● What you are asked to do: The expected output is the data below, character for character, without its pictures.

● Provided records:
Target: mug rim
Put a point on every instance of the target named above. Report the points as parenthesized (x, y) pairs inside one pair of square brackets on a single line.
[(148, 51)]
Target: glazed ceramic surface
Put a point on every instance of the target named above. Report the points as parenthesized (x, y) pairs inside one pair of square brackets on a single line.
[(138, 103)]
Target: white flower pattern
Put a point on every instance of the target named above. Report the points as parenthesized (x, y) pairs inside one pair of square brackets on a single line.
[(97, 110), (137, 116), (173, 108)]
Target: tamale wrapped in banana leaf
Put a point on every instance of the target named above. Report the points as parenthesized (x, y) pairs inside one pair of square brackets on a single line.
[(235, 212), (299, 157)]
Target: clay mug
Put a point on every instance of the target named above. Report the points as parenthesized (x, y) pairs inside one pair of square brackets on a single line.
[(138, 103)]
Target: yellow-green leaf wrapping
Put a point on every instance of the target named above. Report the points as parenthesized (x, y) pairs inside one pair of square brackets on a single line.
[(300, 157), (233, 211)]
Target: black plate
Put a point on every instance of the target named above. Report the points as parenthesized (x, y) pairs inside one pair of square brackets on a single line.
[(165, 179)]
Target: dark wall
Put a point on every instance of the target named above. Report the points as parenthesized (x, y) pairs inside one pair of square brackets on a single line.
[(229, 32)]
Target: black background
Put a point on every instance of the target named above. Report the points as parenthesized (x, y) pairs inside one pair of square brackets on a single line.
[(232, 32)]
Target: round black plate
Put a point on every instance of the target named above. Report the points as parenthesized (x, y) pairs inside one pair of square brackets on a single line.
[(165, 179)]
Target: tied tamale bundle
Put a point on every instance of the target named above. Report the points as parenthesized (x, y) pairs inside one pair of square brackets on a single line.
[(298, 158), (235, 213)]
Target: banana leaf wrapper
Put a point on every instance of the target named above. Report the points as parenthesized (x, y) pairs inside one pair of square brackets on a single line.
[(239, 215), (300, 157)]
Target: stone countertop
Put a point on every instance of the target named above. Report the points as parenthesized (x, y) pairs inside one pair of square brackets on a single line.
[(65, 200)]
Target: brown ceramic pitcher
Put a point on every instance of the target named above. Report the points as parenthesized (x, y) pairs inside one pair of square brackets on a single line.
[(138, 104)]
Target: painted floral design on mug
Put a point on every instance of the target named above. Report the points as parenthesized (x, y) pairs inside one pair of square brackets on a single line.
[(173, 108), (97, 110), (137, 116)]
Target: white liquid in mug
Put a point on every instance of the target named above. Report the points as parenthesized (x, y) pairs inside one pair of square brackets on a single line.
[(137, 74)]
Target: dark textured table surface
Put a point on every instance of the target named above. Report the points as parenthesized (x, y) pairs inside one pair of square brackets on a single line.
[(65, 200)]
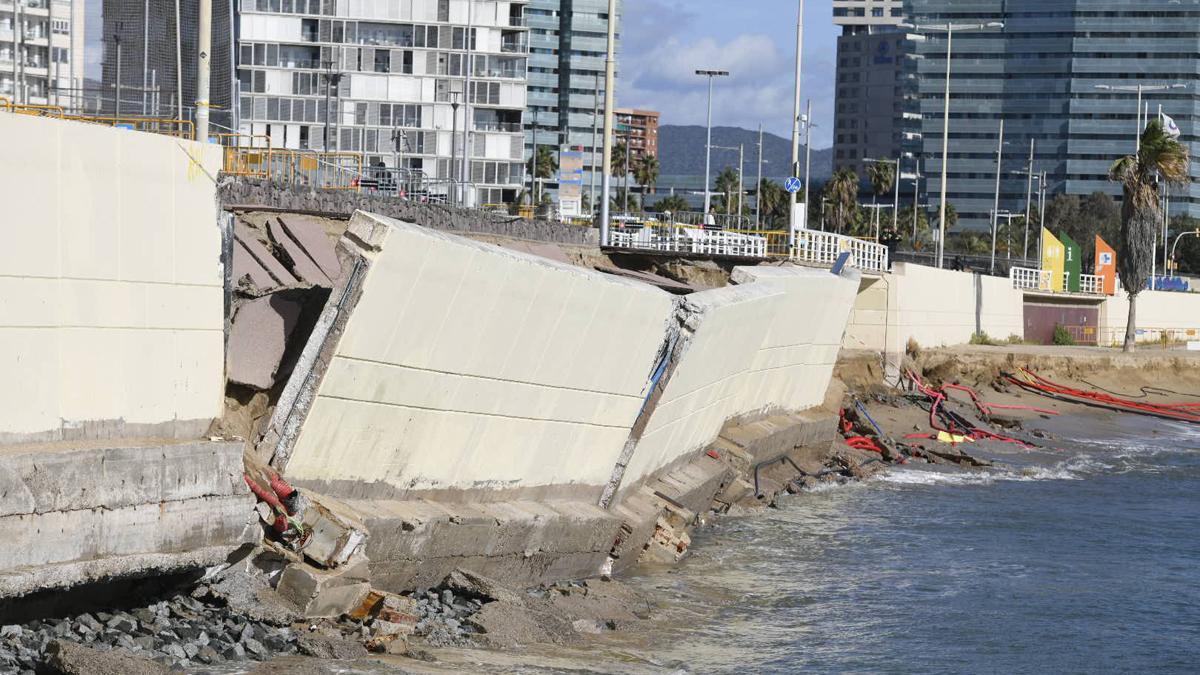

● Solution to the exercise:
Target: mug rim
Put a point on every instance of the target named above. Report the points as parenthesized (x, y) pairs inside one pair of square brackets on a single line.
[(148, 51)]
Target: glazed ceramic surface
Put a point on every instance of the target named above. Report the points as parenthesized (x, y) pairs inside one pair of square brackets on a single line.
[(138, 103)]
Target: white flower pattern
Put a point on every instance of the target named above. Report the points as parenthesized (x, y) pairs inside one pair of square brackets on a single line.
[(97, 110), (137, 116), (173, 108)]
Target: tamale wrapped in banana leaf
Put a point on every instance of the target named above. Report the points as parenthesized (x, y) pairs inside one pair of square brackets on a single line.
[(235, 212), (299, 157)]
Target: clay mug
Put a point on every instance of the target named above. Report the points as parenthesized (x, y) pairs inside one pair of square brackets on a single line.
[(138, 103)]
Target: yellow-green leaf wrapping
Put a point on every instance of the target named above. Report the points as parenthesized (x, y) pairs inside one pair of square brackets on a single line.
[(300, 157), (233, 211)]
Target: black plate
Put a point on every instance of the target named above. Report the points as parenthesized (x, y) pairs inside one pair of square brackets on a single line.
[(165, 179)]
Target: dark wall
Put a point on every instance of the target named above. Report the points as parenthesized (x, y) pairs inside one pair of square brackets on a single line.
[(229, 32)]
Target: black background
Put a point on every instance of the target named above. Report the points as parenthesized (x, y) pairs inside one pair of square brackets on a single line.
[(232, 32)]
Target: round black plate
Put a point on every instance of the target named above. Report the points as parenthesized (x, y) pairs inside one pair of square brackets on a single line.
[(165, 179)]
Target: tied tamale bundle
Put a point on every instance of the target named above. Report the points as parenthesized (x, y) pairs inside one pair of square brackets on a single line.
[(298, 158), (235, 213)]
Target: banana leaf wrapper
Put a point on every instance of the target named above. Report the points as parenthesized (x, y) pairs inside one pair of square brackets on a single line.
[(239, 215), (300, 157)]
Target: stone countertop
Put a point on every instance of the target named above. Report the points as parenthesized (x, y) pairs inside one pair of square brackets on a single line.
[(65, 200)]
Target: brown ceramic pitcher
Put a point on every instance of the target named above. Report the points as parenthesized (x, y) pairs inside one pair of square brackets on a single line.
[(138, 104)]
Target: painted floral design on mug
Put a point on every instance of the target named above. Report the points as parenthesized (x, y) pairs inside one pair of square brackets on a single line.
[(173, 108), (97, 110), (137, 116)]
Target: white liquid in mug
Put a point on every instance of the target named above. Report the points as parenthesized (x, y) pairs inside one pair of square brackets on a single line.
[(137, 74)]
Target: dark textured table surface
Put a point on every instance of the target named above. Report the points as parenthesized (x, y) pairs inside one pair of square brackets on a single line.
[(65, 200)]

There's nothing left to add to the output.